**Work to be completed**
Reproduce the entries word for word but drop every picture.

── Supplied material ──

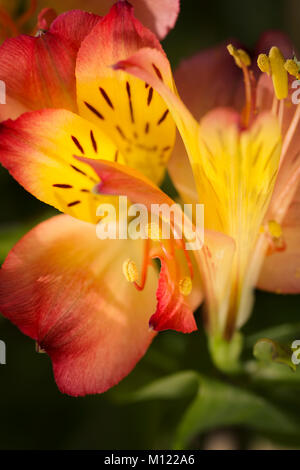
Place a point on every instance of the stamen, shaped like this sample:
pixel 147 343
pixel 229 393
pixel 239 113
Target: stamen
pixel 279 73
pixel 130 270
pixel 292 68
pixel 264 63
pixel 240 56
pixel 243 61
pixel 185 286
pixel 277 242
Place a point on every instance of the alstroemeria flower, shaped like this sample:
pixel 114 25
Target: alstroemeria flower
pixel 245 165
pixel 61 285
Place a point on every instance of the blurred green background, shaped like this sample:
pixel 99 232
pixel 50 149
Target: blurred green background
pixel 33 413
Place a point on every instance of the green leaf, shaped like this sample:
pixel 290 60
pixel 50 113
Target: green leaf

───

**Expected answer**
Place a point on every instance of the stamen, shaped like this sample:
pixel 147 343
pixel 229 393
pixel 239 113
Target: stamen
pixel 279 73
pixel 130 270
pixel 292 68
pixel 264 63
pixel 240 56
pixel 243 61
pixel 185 286
pixel 277 242
Place a point on every instance of the alstroemeria flower, shaped like this sample:
pixel 114 25
Target: alstroemeria flower
pixel 245 165
pixel 61 285
Place a point on every instance of the blurred green background, shaped like this sample:
pixel 99 232
pixel 50 149
Target: blurred green background
pixel 33 413
Place a point on every instance of the green leaf, shaped like this sample:
pixel 290 60
pixel 50 113
Target: green leaf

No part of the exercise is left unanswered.